[Start of Attachment]

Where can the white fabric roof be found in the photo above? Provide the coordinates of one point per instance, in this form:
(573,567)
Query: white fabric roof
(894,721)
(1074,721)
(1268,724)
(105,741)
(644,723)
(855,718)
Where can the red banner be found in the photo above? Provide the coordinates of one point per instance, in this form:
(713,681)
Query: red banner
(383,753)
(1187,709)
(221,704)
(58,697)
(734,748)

[End of Attachment]
[Start of Attachment]

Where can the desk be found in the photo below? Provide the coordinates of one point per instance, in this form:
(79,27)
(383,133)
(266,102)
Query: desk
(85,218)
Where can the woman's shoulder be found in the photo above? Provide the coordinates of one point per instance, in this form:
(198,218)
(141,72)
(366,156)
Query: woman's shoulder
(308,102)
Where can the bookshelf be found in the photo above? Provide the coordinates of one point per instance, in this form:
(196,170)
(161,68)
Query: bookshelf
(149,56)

[End of Attachment]

TASK TO COMPLETE ::
From the entries above, extract every line where the word "instance" appears.

ANSWER AREA ::
Where can the white fabric roof be found in the photo above? Provide the coordinates of one point per instance, in this form:
Where can the red banner be found in the photo above? Provide the coordinates of one point per instance, in this form:
Where can the desk be found in the photo below? Provide the coordinates of one point per instance, in this form:
Where can the woman's shoulder be found in the photo above? Provide the coordinates of one point per instance, in this form:
Where can the bookshelf be found in the photo above? Provide the coordinates of one point per instance, in this form:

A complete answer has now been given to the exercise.